-- Exercise objective --
Reproduce the material below word for word, leaving the pictures out of your answer.

-- Information supplied --
==============================
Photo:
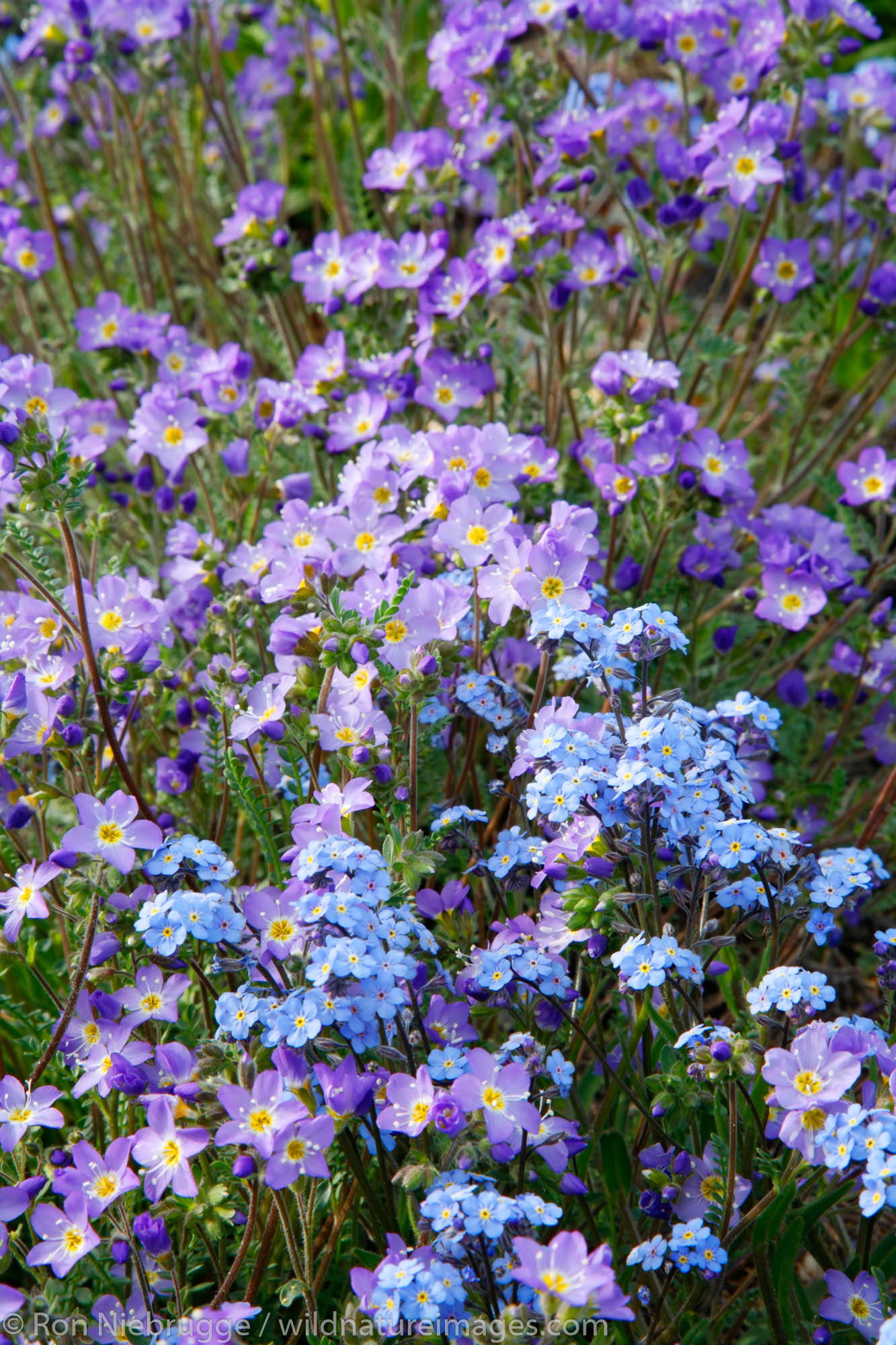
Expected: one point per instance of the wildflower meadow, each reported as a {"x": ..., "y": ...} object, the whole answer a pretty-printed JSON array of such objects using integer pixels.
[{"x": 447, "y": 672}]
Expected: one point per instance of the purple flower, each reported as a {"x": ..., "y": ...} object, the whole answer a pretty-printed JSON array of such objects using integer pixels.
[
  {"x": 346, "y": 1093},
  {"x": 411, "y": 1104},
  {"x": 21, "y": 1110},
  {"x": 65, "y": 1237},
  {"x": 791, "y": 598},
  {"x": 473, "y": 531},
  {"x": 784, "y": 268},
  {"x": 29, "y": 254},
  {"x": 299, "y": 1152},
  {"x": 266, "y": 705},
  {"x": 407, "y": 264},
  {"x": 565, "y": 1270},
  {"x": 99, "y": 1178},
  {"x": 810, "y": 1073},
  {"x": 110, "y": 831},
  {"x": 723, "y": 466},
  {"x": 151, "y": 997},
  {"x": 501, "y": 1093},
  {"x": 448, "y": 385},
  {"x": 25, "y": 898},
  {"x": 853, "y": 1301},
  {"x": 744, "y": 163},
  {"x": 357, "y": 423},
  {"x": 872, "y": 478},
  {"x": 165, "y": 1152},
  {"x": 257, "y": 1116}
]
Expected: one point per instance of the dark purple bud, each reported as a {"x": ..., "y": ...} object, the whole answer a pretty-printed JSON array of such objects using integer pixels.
==============================
-- Output --
Photo:
Expected: one point per instance of the wildflower meadow, each reported as a {"x": ..., "y": ...} object, the whole answer a pretty-printed JSON array of such objects using integer pixels.
[{"x": 447, "y": 672}]
Expected: one point per instance of the purple flower, each reported as a {"x": ..., "y": ...} object, the whole answer a pretty-printed JSON array of such objects using integer pixels.
[
  {"x": 346, "y": 1093},
  {"x": 411, "y": 1104},
  {"x": 21, "y": 1110},
  {"x": 65, "y": 1237},
  {"x": 791, "y": 598},
  {"x": 473, "y": 531},
  {"x": 784, "y": 268},
  {"x": 29, "y": 254},
  {"x": 299, "y": 1152},
  {"x": 266, "y": 705},
  {"x": 407, "y": 264},
  {"x": 565, "y": 1270},
  {"x": 99, "y": 1178},
  {"x": 810, "y": 1073},
  {"x": 110, "y": 831},
  {"x": 723, "y": 466},
  {"x": 151, "y": 997},
  {"x": 501, "y": 1093},
  {"x": 448, "y": 385},
  {"x": 25, "y": 898},
  {"x": 853, "y": 1301},
  {"x": 744, "y": 163},
  {"x": 357, "y": 423},
  {"x": 872, "y": 478},
  {"x": 165, "y": 1152},
  {"x": 257, "y": 1116}
]
Expected: one point per instance of the dark purple bud, each reported as a {"x": ..., "y": ...} object, the whole answer a pretty-printed JSON array of such objects using integer pixels.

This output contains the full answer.